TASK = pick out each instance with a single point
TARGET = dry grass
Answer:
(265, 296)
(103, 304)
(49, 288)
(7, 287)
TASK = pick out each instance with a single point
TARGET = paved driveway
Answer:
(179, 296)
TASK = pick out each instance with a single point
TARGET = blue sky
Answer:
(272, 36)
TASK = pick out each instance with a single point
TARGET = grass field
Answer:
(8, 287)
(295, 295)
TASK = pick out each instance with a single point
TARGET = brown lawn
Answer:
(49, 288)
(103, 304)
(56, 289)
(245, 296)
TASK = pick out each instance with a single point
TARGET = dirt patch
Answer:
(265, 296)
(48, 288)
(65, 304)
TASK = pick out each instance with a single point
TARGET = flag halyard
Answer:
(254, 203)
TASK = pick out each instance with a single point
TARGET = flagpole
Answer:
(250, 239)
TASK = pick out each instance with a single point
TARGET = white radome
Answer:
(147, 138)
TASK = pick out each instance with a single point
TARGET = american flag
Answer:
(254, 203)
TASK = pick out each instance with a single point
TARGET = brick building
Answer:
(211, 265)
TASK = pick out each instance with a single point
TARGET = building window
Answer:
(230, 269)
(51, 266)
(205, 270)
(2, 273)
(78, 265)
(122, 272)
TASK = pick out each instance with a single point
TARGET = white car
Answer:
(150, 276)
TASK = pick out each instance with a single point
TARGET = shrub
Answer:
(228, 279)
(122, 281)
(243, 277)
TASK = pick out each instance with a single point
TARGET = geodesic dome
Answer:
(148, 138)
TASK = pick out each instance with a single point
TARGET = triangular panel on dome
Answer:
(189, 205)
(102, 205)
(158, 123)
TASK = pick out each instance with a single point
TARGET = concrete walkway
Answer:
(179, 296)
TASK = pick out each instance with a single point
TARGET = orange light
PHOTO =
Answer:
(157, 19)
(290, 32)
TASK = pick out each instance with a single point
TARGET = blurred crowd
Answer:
+ + + + + + +
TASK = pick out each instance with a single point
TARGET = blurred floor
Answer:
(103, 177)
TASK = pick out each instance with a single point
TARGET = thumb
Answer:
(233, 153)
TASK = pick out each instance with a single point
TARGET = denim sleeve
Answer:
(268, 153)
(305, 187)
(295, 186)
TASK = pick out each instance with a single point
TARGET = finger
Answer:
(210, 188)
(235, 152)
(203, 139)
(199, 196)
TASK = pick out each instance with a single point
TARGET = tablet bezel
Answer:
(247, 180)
+ + + + + + +
## Problem to solve
All lines above with "building" in them should be returned.

## Your solution
TARGET = brick building
TARGET = building window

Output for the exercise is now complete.